• Your goal
Exact copies of all the records below should be returned.

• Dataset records
+--
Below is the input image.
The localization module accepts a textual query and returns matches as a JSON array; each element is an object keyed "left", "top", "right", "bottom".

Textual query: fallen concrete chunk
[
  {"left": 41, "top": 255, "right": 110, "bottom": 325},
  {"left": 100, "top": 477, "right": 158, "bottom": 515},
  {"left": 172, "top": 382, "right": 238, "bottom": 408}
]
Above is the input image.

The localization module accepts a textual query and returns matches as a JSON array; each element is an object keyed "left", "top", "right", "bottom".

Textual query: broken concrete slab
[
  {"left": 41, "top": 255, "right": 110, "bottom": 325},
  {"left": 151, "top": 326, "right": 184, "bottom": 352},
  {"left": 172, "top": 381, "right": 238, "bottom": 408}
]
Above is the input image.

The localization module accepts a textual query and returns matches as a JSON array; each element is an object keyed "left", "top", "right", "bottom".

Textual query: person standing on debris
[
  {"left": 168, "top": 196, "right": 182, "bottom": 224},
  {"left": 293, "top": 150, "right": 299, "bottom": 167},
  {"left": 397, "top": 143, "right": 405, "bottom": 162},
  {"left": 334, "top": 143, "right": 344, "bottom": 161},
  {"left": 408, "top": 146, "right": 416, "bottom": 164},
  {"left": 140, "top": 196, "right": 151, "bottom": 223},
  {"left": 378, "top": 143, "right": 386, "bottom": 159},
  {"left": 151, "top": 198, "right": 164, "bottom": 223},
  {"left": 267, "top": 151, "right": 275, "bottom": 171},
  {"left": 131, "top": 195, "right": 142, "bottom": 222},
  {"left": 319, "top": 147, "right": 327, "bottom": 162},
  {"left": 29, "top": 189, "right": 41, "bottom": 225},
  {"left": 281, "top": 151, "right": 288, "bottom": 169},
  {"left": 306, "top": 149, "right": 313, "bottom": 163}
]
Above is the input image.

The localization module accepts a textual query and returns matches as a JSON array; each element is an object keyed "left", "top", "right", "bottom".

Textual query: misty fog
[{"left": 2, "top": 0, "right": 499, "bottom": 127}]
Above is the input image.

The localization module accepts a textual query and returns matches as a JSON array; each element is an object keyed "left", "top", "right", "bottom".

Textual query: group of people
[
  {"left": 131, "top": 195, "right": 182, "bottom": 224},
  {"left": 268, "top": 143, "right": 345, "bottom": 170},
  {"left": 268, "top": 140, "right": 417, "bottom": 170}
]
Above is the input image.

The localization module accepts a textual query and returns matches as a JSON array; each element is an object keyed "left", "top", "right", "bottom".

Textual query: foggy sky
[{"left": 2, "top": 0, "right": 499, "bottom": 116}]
+--
• Result of this task
Below is the input image.
The localization module accepts a textual query and returns matches as a JSON array; each element is an object keyed "left", "top", "right", "bottom".

Textual query: fallen concrete chunk
[
  {"left": 41, "top": 255, "right": 110, "bottom": 325},
  {"left": 100, "top": 477, "right": 158, "bottom": 515},
  {"left": 172, "top": 382, "right": 238, "bottom": 408}
]
Above is the input image.

The localization module accepts a textual query and returns matches as a JSON array; each element is an object keyed "left", "top", "right", "bottom".

Textual query: broken concrete slab
[
  {"left": 41, "top": 255, "right": 110, "bottom": 325},
  {"left": 151, "top": 326, "right": 184, "bottom": 352},
  {"left": 172, "top": 381, "right": 238, "bottom": 408}
]
Above is the input image.

The localization module accepts a textual query and returns matches as a JSON array; each element is an object keyed "left", "top", "right", "bottom".

Textual query: person standing on debris
[
  {"left": 168, "top": 196, "right": 182, "bottom": 224},
  {"left": 293, "top": 150, "right": 299, "bottom": 167},
  {"left": 397, "top": 143, "right": 405, "bottom": 162},
  {"left": 334, "top": 143, "right": 344, "bottom": 161},
  {"left": 408, "top": 146, "right": 416, "bottom": 164},
  {"left": 140, "top": 196, "right": 151, "bottom": 223},
  {"left": 378, "top": 143, "right": 386, "bottom": 159},
  {"left": 151, "top": 198, "right": 164, "bottom": 223},
  {"left": 267, "top": 151, "right": 275, "bottom": 171},
  {"left": 131, "top": 195, "right": 142, "bottom": 222},
  {"left": 319, "top": 147, "right": 327, "bottom": 162},
  {"left": 29, "top": 189, "right": 41, "bottom": 225},
  {"left": 281, "top": 151, "right": 288, "bottom": 169},
  {"left": 306, "top": 149, "right": 313, "bottom": 163}
]
Above is the input image.

The localization module accepts a textual query and returns matches as a JSON array; each element is an object keyed "left", "top", "right", "bottom".

Textual query: misty fog
[{"left": 2, "top": 0, "right": 499, "bottom": 127}]
Above is the input image.

The localization module accepts a textual query and returns matches as a JSON array; each element is an object keyed "left", "top", "right", "bottom".

Textual query: group of people
[
  {"left": 131, "top": 195, "right": 182, "bottom": 224},
  {"left": 268, "top": 143, "right": 345, "bottom": 170},
  {"left": 268, "top": 140, "right": 417, "bottom": 170}
]
Above is the input image.

The localization module accepts a textual query and returns matches as a JSON array; each element is an object keyed "left", "top", "right", "bottom".

Textual query: foggy sky
[{"left": 2, "top": 0, "right": 499, "bottom": 116}]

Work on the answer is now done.